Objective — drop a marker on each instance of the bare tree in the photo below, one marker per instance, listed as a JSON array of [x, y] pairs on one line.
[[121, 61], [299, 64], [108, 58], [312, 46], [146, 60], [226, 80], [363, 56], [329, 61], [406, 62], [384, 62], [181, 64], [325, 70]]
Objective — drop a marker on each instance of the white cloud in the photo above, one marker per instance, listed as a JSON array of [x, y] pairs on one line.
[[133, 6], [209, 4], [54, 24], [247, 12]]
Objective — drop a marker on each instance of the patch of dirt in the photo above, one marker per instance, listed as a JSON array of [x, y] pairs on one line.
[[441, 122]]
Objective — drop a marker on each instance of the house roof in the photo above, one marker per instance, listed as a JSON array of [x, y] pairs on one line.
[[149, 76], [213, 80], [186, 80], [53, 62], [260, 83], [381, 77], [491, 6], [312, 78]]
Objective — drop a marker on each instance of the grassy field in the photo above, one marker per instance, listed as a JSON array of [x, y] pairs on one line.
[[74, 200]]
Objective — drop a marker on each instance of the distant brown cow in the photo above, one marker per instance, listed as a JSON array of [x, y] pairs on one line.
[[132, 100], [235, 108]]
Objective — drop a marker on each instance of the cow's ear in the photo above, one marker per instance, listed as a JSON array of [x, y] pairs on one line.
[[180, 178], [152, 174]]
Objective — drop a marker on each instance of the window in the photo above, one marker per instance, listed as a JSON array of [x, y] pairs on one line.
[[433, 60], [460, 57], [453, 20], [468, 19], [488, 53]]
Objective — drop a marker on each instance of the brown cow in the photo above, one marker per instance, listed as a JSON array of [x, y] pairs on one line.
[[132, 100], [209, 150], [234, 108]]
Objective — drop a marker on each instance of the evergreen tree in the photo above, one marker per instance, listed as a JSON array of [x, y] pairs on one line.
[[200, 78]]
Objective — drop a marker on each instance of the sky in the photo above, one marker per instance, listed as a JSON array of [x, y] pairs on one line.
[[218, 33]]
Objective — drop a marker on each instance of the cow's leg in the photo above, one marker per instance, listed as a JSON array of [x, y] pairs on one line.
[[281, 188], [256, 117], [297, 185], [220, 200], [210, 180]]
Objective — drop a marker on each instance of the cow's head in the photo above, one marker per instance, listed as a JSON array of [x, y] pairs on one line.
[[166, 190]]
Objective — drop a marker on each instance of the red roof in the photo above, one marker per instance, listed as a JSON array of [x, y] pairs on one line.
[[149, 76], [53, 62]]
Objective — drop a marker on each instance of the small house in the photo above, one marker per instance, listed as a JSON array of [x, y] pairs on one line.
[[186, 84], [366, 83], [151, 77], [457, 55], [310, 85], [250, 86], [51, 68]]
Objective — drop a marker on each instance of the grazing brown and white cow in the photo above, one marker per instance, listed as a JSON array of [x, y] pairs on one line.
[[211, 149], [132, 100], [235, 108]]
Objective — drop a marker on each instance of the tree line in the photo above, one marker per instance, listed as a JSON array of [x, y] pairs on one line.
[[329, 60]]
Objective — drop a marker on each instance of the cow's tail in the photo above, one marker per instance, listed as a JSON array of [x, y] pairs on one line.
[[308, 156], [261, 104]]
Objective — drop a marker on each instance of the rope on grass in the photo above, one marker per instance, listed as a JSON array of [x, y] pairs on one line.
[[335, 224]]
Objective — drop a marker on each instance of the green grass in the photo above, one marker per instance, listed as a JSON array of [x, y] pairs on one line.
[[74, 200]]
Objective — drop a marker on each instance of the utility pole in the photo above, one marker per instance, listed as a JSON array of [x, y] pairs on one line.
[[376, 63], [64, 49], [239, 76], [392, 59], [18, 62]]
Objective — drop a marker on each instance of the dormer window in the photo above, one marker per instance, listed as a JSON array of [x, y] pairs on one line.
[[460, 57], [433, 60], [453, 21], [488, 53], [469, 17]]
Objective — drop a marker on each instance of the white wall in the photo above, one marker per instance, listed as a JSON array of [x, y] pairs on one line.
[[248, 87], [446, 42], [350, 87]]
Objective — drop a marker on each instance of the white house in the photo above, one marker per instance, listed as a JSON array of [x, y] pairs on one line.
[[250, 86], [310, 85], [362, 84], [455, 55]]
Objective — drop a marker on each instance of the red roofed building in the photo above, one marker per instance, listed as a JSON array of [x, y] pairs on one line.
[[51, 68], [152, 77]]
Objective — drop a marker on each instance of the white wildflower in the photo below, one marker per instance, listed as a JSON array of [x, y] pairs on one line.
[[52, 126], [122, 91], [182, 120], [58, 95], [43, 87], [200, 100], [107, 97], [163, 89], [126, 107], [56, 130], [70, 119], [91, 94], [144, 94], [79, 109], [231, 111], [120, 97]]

+===+

The data must be duplicated exactly, with nothing left out.

» **Expected answer**
Objective — drop a marker on each instance of the bare tree in the photo below, one marker per instance, listed as a JSON array of [x, y] pairs on one line.
[[121, 61], [299, 64], [108, 58], [312, 46], [146, 60], [226, 80], [363, 56], [329, 61], [406, 62], [384, 62], [181, 64], [325, 70]]
Objective — drop a marker on each instance of the white cloud in the photo above, one marker per instance, listed as a JSON array of [x, y] pairs on one line.
[[133, 6], [209, 4], [54, 24], [247, 12]]
Objective — drop a marker on each instance of the patch of dirt in the photo above, one marker per instance, listed as a JSON array of [x, y] pairs on one line.
[[441, 122]]
Objective — drop a marker on each instance of the house roof in the photo above, one marker per instance, listed as a JSON array of [x, y] pairs on one line.
[[149, 76], [213, 80], [186, 80], [53, 62], [260, 83], [381, 77], [491, 6], [312, 78]]
Objective — drop a marker on each instance of the grassy field in the photo above, one marker per instance, listed as a JSON array of [x, y] pairs on one line.
[[74, 200]]
Objective — drop a marker on each instance of the distant brown cow in the photo above, one marker per instance, listed as a JSON array of [x, y] pairs on one line.
[[132, 100], [235, 108]]
Objective — drop a marker on each instance of the cow's ear in the photo above, one marker per instance, listed as a JSON array of [x, y] pairs on one line.
[[180, 178], [152, 174]]
Objective — drop a marker on each instance of the window in the photo above, one marker per instance, listed as a JSON array of [x, y] pairs on one line.
[[433, 60], [460, 57], [453, 20], [468, 19], [488, 53]]
Objective — drop a marker on each instance of the brown cow in the photo above, one marker per instance, listed as a JSON array of [x, y] pairs on one line.
[[132, 100], [209, 150], [234, 108]]
Objective — drop a marker on each instance of the evergreen tree in the photo above, one marker per instance, listed as a JSON array of [x, y] pairs on one line.
[[200, 78]]
Objective — drop a marker on each instance of the sky in the photo above, one marker per instance, listed as a JSON array of [x, y] pairs on one line.
[[218, 33]]
Objective — drop a marker on each instance of the cow's leg in the photo above, one marker per instance, listed as a JSON array of [x, y] pairs on one line.
[[281, 188], [256, 117], [297, 185], [220, 200], [210, 180]]
Objective — drop a marker on each instance of the cow's head in the photo above, one marker per instance, listed as a JSON array of [x, y] pairs on one line.
[[166, 190]]
Objective — drop a marker on each instance of the red roof in the photo above, one marker per instance, listed as a JSON array of [x, y] pairs on one line.
[[149, 76], [53, 62]]
Objective — drop a marker on each instance of the small house in the photo above, one marker per instance, listed as a JSON array of [x, y] pairs on one line.
[[186, 84], [366, 83], [151, 77], [457, 55], [310, 85], [250, 86], [51, 68]]
Objective — drop a marker on each instance of the grazing brown and white cow in the photo above, one marker per instance, listed as a JSON array of [x, y] pairs on one line.
[[211, 149], [132, 100], [235, 108]]
Objective — drop a marker on each instance of the tree line in the photo above, one marker per instance, listed as a JSON array of [x, y] pairs on one line.
[[329, 60]]
Objective — drop a marker on each instance of the cow's tail in the photo above, one marker per instance, listed as a JSON array of [x, y] pairs on one line.
[[308, 156], [261, 104]]
Objective — drop a marker on each instance of the rope on grass in the photo above, one marker per instance, listed as a JSON array of [x, y] pairs on one line.
[[335, 224]]
Objective — drop a marker on each instance of the green grass in the photo above, one marker per instance, listed as a JSON array of [x, y] pairs on one line.
[[74, 200]]
Objective — drop a marker on each instance of the utility pole in the photo above, one marker per instance, listed as a JSON array of [x, y] pairs on one line.
[[376, 63], [64, 49], [239, 76], [392, 59], [18, 62]]
Objective — drop a marker on each instance of the dormer window in the photo above, one marker per instance, listed as a JSON array of [x, y] pairs on one line.
[[460, 57], [433, 60], [453, 21], [488, 53], [469, 17]]
Objective — drop a marker on each instance of the white wall in the photo above, one marker per instance, listed as a JSON array of [x, y] pairs on one line.
[[248, 87], [446, 42], [350, 87]]
Objective — drop a marker on each instance of the white house in the photo above, one marker per instance, listed as a JSON array of [x, y] pairs on one line.
[[250, 86], [310, 85], [362, 84], [455, 55]]
Objective — drop a marker on each instance of the red roofed building in the photo above, one marker per instance, listed as a JSON array of [x, y] pairs on one line.
[[51, 68], [152, 77]]
Objective — drop a marker on each instance of the white wildflower in the photo below, one marker per instance, listed as a JSON array of [x, y] pairs on one line.
[[52, 126], [122, 91], [182, 120], [58, 95], [43, 87], [200, 100], [107, 97], [163, 89], [126, 107], [56, 130], [70, 119], [91, 94], [144, 94], [79, 109], [231, 111], [120, 97]]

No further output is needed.